Region annotation entries
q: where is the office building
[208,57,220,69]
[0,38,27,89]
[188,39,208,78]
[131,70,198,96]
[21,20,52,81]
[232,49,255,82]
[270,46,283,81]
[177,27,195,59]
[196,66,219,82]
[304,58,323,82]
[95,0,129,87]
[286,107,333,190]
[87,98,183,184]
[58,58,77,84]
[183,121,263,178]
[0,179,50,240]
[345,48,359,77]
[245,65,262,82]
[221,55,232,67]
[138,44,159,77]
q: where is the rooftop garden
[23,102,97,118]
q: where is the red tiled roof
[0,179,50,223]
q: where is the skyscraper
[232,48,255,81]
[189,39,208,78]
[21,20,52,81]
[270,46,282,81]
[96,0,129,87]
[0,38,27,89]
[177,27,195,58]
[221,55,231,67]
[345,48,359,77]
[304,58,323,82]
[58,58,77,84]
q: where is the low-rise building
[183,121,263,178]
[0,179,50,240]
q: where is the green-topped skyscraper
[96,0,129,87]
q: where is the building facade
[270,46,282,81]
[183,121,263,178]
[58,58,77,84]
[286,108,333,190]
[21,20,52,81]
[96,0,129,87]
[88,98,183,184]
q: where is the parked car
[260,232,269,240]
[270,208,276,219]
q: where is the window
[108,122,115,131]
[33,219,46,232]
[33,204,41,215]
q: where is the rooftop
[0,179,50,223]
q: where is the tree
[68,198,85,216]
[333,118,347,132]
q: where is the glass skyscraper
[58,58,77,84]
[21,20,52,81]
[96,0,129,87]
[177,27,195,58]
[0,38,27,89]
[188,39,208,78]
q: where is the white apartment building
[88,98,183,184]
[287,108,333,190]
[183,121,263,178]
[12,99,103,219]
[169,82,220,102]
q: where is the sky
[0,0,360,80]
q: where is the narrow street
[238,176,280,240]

Requirement
Place each line from all the rows above into a JSON array of strings, one string per line, and leave out any blank lines.

Task solution
[
  "q: where is the office building",
  "[208,57,220,69]",
  "[0,38,27,89]",
  "[188,39,208,78]",
  "[131,70,198,96]",
  "[21,20,52,81]",
  "[232,49,255,82]",
  "[270,46,283,81]",
  "[177,27,195,59]",
  "[196,66,219,82]",
  "[304,58,323,82]",
  "[95,0,129,87]",
  "[286,107,333,190]",
  "[87,98,183,184]",
  "[58,58,77,84]",
  "[183,121,263,178]",
  "[0,179,50,240]",
  "[345,48,359,77]",
  "[245,65,262,82]",
  "[221,55,232,67]",
  "[138,44,159,77]",
  "q: where is the rooftop garden",
  "[23,102,97,118]",
  "q: where is the red tiled roof",
  "[0,179,50,223]",
  "q: where is the skyscraper",
  "[232,48,255,81]",
  "[189,39,208,78]",
  "[21,20,52,81]",
  "[270,46,282,81]",
  "[96,0,129,87]",
  "[0,38,27,89]",
  "[177,27,195,58]",
  "[221,55,231,67]",
  "[345,48,359,77]",
  "[304,58,323,82]",
  "[58,58,77,84]",
  "q: where is the low-rise building",
  "[183,121,263,178]",
  "[0,179,50,240]",
  "q: where is the green-topped skyscraper",
  "[96,0,129,87]",
  "q: where is the building facade",
  "[270,46,282,81]",
  "[183,121,263,178]",
  "[58,58,77,84]",
  "[286,108,333,190]",
  "[21,20,52,81]",
  "[96,0,129,87]",
  "[88,98,183,184]",
  "q: where is the parked car",
  "[260,232,269,240]",
  "[270,208,276,219]",
  "q: where is the window",
  "[108,122,115,131]",
  "[33,219,46,232]",
  "[33,204,41,215]",
  "q: where is the rooftop",
  "[0,179,50,223]",
  "q: where is the tree",
  "[68,198,85,216]",
  "[333,118,347,132]",
  "q: where is the glass skyscraper",
  "[58,58,77,84]",
  "[21,20,52,81]",
  "[96,0,129,87]",
  "[177,27,195,58]",
  "[0,38,27,89]",
  "[188,39,208,78]",
  "q: where is the white apartment building",
  "[88,98,183,184]",
  "[287,108,333,190]",
  "[183,121,263,178]",
  "[12,99,103,219]",
  "[169,82,220,102]",
  "q: where is the sky",
  "[0,0,360,80]",
  "q: where is the narrow street",
  "[238,176,280,240]"
]